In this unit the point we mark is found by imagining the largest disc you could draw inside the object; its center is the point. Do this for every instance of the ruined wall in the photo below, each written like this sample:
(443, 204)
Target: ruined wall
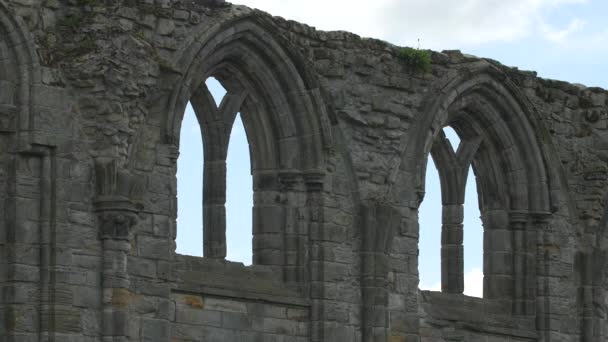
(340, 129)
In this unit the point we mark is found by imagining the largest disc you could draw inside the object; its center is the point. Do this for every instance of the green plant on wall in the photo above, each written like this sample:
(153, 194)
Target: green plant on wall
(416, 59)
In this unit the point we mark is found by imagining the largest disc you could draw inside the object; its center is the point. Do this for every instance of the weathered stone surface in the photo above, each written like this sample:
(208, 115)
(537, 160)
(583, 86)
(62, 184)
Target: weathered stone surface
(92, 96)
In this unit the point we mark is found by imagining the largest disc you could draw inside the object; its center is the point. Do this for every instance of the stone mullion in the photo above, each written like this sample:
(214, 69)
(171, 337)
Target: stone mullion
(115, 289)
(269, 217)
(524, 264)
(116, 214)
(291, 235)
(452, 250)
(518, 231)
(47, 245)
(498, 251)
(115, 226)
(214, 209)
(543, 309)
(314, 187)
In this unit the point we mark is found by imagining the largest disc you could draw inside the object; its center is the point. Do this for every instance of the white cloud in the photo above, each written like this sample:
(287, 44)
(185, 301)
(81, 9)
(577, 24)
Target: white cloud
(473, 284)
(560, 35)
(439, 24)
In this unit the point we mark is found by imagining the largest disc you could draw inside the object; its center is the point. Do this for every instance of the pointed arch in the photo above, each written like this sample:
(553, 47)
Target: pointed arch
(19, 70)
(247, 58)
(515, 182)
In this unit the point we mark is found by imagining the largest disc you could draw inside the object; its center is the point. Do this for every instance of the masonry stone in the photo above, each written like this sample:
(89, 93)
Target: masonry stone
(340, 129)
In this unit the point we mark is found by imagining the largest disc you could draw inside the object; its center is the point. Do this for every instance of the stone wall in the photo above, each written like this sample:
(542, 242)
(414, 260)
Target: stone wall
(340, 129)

━━━━━━━━━━━━━━━━━━━━━━━━━━━━━━

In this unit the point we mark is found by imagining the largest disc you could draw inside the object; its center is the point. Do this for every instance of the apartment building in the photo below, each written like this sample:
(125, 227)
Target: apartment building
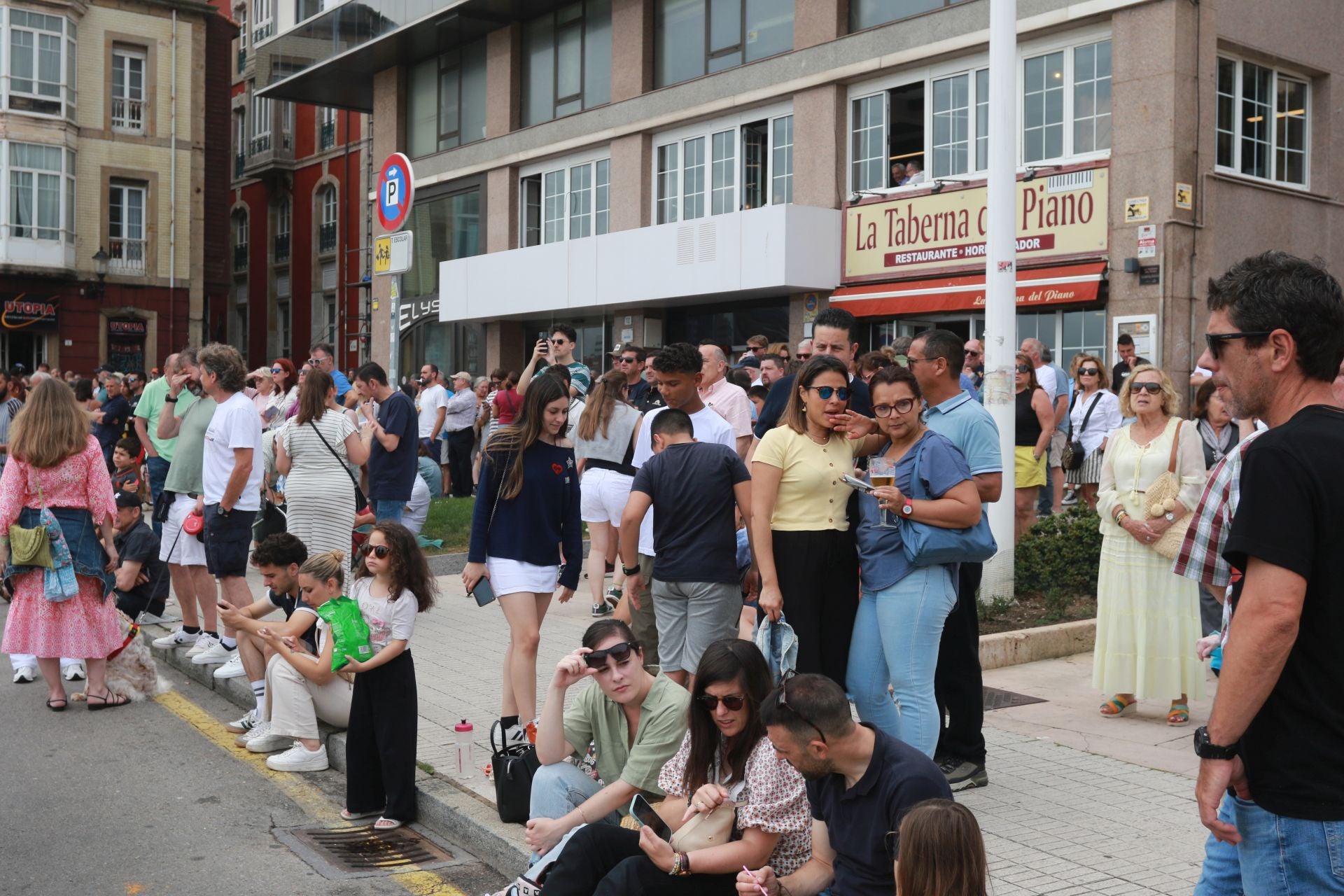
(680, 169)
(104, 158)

━━━━━━━━━━━━━━━━━━━━━━━━━━━━━━

# Work order
Among the lines of the material, find those holding the word "below" and return them.

# Task result
In this unit the point we mark is found by imagining the largest disc you could draw inside the object; its center is the point. Do this for every instance of the ruined wall in the photo below, each written like this sample:
In this unit the point we mark is found by imagining the largest disc you could draw inside the object; its center is the point. Do this for every instance of the apartment building in the photo below, each written like this sample:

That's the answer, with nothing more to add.